Written exercise -
In the text on advisors' use of DFA funds, what share of Mercer Global's assets is in DFA funds?

+++ Extracted text

Mercer Global, he says, remains committed to DFA because of the academic foundation of its investing philosophy. The firm has about 85% of its assets in DFA funds, he says. "We really like the fact that they are the product solution for the academic findings coming out of the University of Chicago and other places," Dongieux says. "We have a lot of respect for them."

Steven E. Evanson, owner of Evanson Asset Management in Monterey, Calif., says when he was looking for indexing alternatives seven years ago, he found DFA, Vanguard and a few Schwab funds that met his needs. "They are the only player (besides Vanguard)," he says. "It's conservative and low-cost. And because of the diversification, it's low-stress and low-worry investing. I hear this from my clients all the time."

His clients' portfolios were flat to slightly up in 2000, but he says, "Compared to some of their friends who were twisting and turning in the wind, my clients were sleeping fine and happy."

Some advisors, however, feel DFA is sometimes weighed down by its own philosophy. William Muhs, owner of MontVest LLS investment advisors in Bozeman, Mont., has been using DFA funds for four years, and regularly includes about nine of the company's funds in clients' portfolios. "The main attraction of Dimensional Funds is that their managed portfolios are well-targeted, well-positioned, well-managed and low-cost," he says.

++++++
+++ Given records

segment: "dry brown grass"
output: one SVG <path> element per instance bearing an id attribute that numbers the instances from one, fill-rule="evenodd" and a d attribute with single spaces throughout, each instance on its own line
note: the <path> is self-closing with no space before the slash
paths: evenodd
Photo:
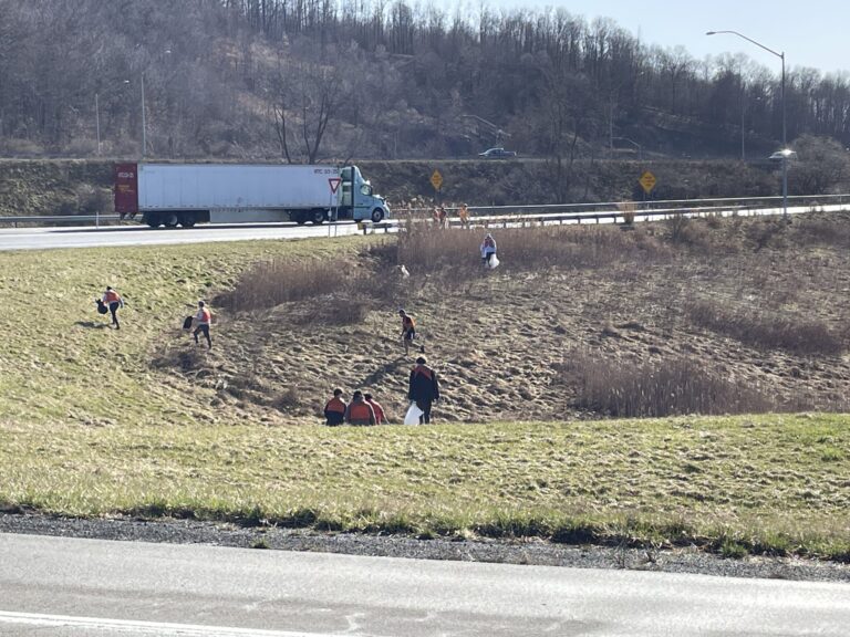
<path id="1" fill-rule="evenodd" d="M 844 348 L 843 340 L 822 321 L 782 315 L 775 311 L 735 311 L 707 301 L 691 303 L 686 312 L 695 325 L 761 349 L 835 356 Z"/>
<path id="2" fill-rule="evenodd" d="M 439 269 L 469 271 L 480 265 L 487 230 L 437 230 L 407 224 L 398 237 L 397 262 L 413 274 Z M 547 226 L 493 229 L 502 270 L 595 269 L 615 261 L 665 261 L 672 250 L 645 228 L 623 232 L 614 226 Z"/>
<path id="3" fill-rule="evenodd" d="M 616 418 L 761 414 L 777 407 L 757 388 L 721 378 L 694 358 L 624 365 L 573 351 L 561 369 L 578 387 L 576 407 Z"/>
<path id="4" fill-rule="evenodd" d="M 236 368 L 226 373 L 267 382 L 231 386 L 221 399 L 268 405 L 281 385 L 298 384 L 302 398 L 286 410 L 296 414 L 341 385 L 402 409 L 404 306 L 447 378 L 454 399 L 440 417 L 453 420 L 563 417 L 550 391 L 564 345 L 588 353 L 571 363 L 573 386 L 560 385 L 567 417 L 846 409 L 850 279 L 829 223 L 491 229 L 496 271 L 480 264 L 484 228 L 415 223 L 344 263 L 267 260 L 216 301 L 238 322 L 228 335 L 239 343 Z M 186 375 L 191 363 L 174 359 Z"/>

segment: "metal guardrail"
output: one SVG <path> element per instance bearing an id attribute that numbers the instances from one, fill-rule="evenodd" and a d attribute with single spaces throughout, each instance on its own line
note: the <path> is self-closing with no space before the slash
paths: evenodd
<path id="1" fill-rule="evenodd" d="M 118 215 L 45 215 L 38 217 L 0 217 L 0 223 L 10 223 L 17 228 L 19 223 L 48 226 L 50 223 L 90 222 L 100 226 L 104 222 L 118 221 Z"/>
<path id="2" fill-rule="evenodd" d="M 653 217 L 668 218 L 678 215 L 691 217 L 702 217 L 716 215 L 718 211 L 734 211 L 737 213 L 748 213 L 751 210 L 764 210 L 769 208 L 781 208 L 781 197 L 724 197 L 716 199 L 667 199 L 660 201 L 605 201 L 598 203 L 535 203 L 522 206 L 471 206 L 469 207 L 469 222 L 471 224 L 500 224 L 500 223 L 522 223 L 522 222 L 564 222 L 571 221 L 581 223 L 583 221 L 602 220 L 616 221 L 624 219 L 626 215 L 636 218 L 649 219 Z M 789 208 L 823 208 L 825 206 L 840 206 L 850 208 L 850 194 L 841 195 L 796 195 L 788 197 Z M 448 207 L 447 210 L 456 211 L 456 207 Z M 424 220 L 431 219 L 433 208 L 400 208 L 396 210 L 397 219 Z M 546 211 L 546 212 L 545 212 Z M 549 212 L 551 211 L 551 212 Z M 9 223 L 13 227 L 19 224 L 66 224 L 93 222 L 112 223 L 118 221 L 118 215 L 59 215 L 59 216 L 38 216 L 38 217 L 0 217 L 0 224 Z M 380 223 L 361 222 L 363 232 L 370 229 L 383 229 L 387 232 L 390 228 L 395 227 L 398 220 L 382 221 Z M 460 226 L 459 219 L 449 217 L 449 226 Z"/>
<path id="3" fill-rule="evenodd" d="M 702 208 L 706 203 L 711 208 L 734 206 L 739 209 L 745 208 L 768 208 L 771 203 L 781 203 L 781 196 L 769 197 L 717 197 L 699 199 L 660 199 L 649 201 L 599 201 L 595 203 L 530 203 L 520 206 L 470 206 L 470 216 L 493 215 L 498 212 L 510 212 L 515 215 L 528 215 L 543 210 L 563 211 L 563 212 L 613 212 L 623 207 L 629 207 L 635 211 L 681 208 Z M 788 205 L 806 206 L 822 203 L 850 203 L 850 194 L 839 195 L 792 195 L 788 197 Z M 414 217 L 429 217 L 433 207 L 428 208 L 396 208 L 396 216 L 413 215 Z M 446 210 L 456 211 L 456 206 L 447 206 Z"/>

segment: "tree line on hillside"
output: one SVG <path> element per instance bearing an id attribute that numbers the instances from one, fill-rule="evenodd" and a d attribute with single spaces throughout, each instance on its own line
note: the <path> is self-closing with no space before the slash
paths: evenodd
<path id="1" fill-rule="evenodd" d="M 134 156 L 144 139 L 152 157 L 317 161 L 502 144 L 567 178 L 580 158 L 764 157 L 781 138 L 775 71 L 563 10 L 0 0 L 0 153 Z M 792 67 L 786 92 L 789 140 L 850 145 L 847 75 Z"/>

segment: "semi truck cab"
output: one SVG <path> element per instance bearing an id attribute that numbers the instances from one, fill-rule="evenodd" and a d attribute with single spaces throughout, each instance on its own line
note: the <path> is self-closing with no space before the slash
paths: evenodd
<path id="1" fill-rule="evenodd" d="M 345 166 L 340 171 L 342 178 L 341 209 L 350 209 L 352 219 L 371 220 L 374 223 L 390 216 L 386 199 L 372 191 L 372 184 L 363 178 L 356 166 Z"/>

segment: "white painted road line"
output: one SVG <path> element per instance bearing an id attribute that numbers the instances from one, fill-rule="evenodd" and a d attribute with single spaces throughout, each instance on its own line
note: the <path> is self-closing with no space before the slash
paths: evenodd
<path id="1" fill-rule="evenodd" d="M 126 630 L 133 635 L 175 637 L 331 637 L 326 633 L 292 633 L 288 630 L 260 630 L 203 626 L 198 624 L 167 624 L 162 622 L 132 622 L 103 617 L 73 617 L 71 615 L 42 615 L 38 613 L 7 613 L 0 610 L 0 624 L 33 626 L 37 628 L 79 628 L 89 630 Z M 2 631 L 0 631 L 2 634 Z"/>

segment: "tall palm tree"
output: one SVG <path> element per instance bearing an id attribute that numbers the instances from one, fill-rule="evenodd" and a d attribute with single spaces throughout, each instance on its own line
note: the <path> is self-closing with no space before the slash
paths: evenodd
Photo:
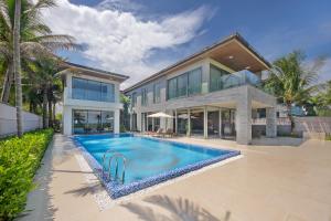
<path id="1" fill-rule="evenodd" d="M 305 63 L 305 54 L 293 51 L 286 56 L 277 59 L 265 82 L 265 87 L 271 92 L 278 101 L 287 105 L 288 115 L 293 129 L 291 106 L 302 104 L 317 90 L 318 72 L 324 63 L 323 57 L 313 61 L 312 65 Z"/>
<path id="2" fill-rule="evenodd" d="M 13 83 L 13 21 L 15 0 L 0 0 L 0 60 L 6 66 L 1 102 L 8 103 Z M 41 10 L 55 6 L 55 0 L 21 0 L 20 51 L 22 60 L 53 56 L 55 50 L 78 49 L 70 35 L 52 34 L 42 22 Z"/>
<path id="3" fill-rule="evenodd" d="M 22 85 L 21 85 L 21 52 L 20 52 L 20 28 L 21 27 L 21 0 L 15 0 L 15 15 L 13 27 L 13 71 L 15 76 L 15 106 L 18 136 L 23 135 L 22 120 Z"/>
<path id="4" fill-rule="evenodd" d="M 32 88 L 41 93 L 43 127 L 53 125 L 53 104 L 62 93 L 62 81 L 56 76 L 63 67 L 58 59 L 43 59 L 30 63 L 28 76 Z"/>

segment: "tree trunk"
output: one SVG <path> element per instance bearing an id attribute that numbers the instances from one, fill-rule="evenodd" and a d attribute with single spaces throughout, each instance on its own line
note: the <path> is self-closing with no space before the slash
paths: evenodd
<path id="1" fill-rule="evenodd" d="M 49 127 L 49 115 L 47 115 L 47 92 L 46 90 L 43 90 L 43 128 Z"/>
<path id="2" fill-rule="evenodd" d="M 22 120 L 20 30 L 21 30 L 21 0 L 15 0 L 15 14 L 14 14 L 14 28 L 13 28 L 13 72 L 15 76 L 18 136 L 22 137 L 23 120 Z"/>
<path id="3" fill-rule="evenodd" d="M 6 75 L 3 78 L 3 87 L 1 92 L 1 102 L 8 103 L 9 102 L 9 95 L 10 95 L 10 88 L 12 85 L 13 80 L 13 73 L 12 73 L 12 65 L 9 63 L 7 66 Z"/>
<path id="4" fill-rule="evenodd" d="M 290 123 L 291 123 L 291 133 L 293 133 L 293 129 L 295 129 L 295 120 L 293 120 L 293 117 L 292 117 L 291 107 L 292 107 L 292 104 L 291 104 L 291 103 L 287 103 L 288 118 L 289 118 L 289 120 L 290 120 Z"/>
<path id="5" fill-rule="evenodd" d="M 49 99 L 49 126 L 53 127 L 53 107 L 51 99 Z"/>
<path id="6" fill-rule="evenodd" d="M 54 122 L 56 120 L 56 119 L 55 119 L 55 105 L 56 105 L 56 102 L 54 101 L 54 102 L 53 102 L 53 124 L 54 124 Z"/>

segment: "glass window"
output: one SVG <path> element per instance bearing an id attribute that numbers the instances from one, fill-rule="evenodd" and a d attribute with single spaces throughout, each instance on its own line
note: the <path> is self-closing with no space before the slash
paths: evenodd
<path id="1" fill-rule="evenodd" d="M 87 110 L 73 110 L 73 131 L 84 134 L 87 129 Z"/>
<path id="2" fill-rule="evenodd" d="M 153 86 L 153 103 L 161 102 L 161 83 L 158 82 Z"/>
<path id="3" fill-rule="evenodd" d="M 188 95 L 188 74 L 178 76 L 178 97 Z"/>
<path id="4" fill-rule="evenodd" d="M 102 83 L 95 81 L 88 81 L 87 83 L 87 99 L 89 101 L 102 101 Z"/>
<path id="5" fill-rule="evenodd" d="M 211 65 L 210 73 L 210 91 L 215 92 L 224 88 L 224 75 L 228 75 L 229 73 L 216 67 L 215 65 Z"/>
<path id="6" fill-rule="evenodd" d="M 73 77 L 73 98 L 74 99 L 84 99 L 85 92 L 87 87 L 87 81 L 82 78 Z"/>
<path id="7" fill-rule="evenodd" d="M 202 70 L 196 69 L 189 72 L 189 95 L 201 93 Z"/>
<path id="8" fill-rule="evenodd" d="M 72 97 L 99 102 L 115 102 L 115 86 L 109 83 L 73 77 Z"/>
<path id="9" fill-rule="evenodd" d="M 114 131 L 114 112 L 73 109 L 73 133 Z"/>
<path id="10" fill-rule="evenodd" d="M 137 105 L 137 93 L 132 93 L 132 107 Z"/>
<path id="11" fill-rule="evenodd" d="M 148 104 L 147 97 L 147 88 L 141 90 L 141 106 L 146 106 Z"/>
<path id="12" fill-rule="evenodd" d="M 168 80 L 168 99 L 177 97 L 177 77 Z"/>

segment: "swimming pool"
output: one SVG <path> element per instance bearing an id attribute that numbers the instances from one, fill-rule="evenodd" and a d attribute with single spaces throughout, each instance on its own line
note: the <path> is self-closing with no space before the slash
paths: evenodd
<path id="1" fill-rule="evenodd" d="M 75 136 L 74 139 L 114 199 L 241 154 L 131 134 Z M 110 155 L 119 152 L 126 158 L 122 183 L 106 181 L 100 175 L 107 150 Z M 114 170 L 113 166 L 113 175 Z M 122 170 L 120 160 L 118 170 Z"/>

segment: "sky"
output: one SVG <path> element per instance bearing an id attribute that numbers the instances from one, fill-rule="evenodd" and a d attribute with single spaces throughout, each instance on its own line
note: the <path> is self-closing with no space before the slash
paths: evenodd
<path id="1" fill-rule="evenodd" d="M 82 51 L 68 61 L 130 76 L 129 85 L 235 32 L 268 61 L 301 50 L 331 80 L 330 0 L 57 0 L 43 11 Z"/>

++++++

Answer to the problem -
About 85%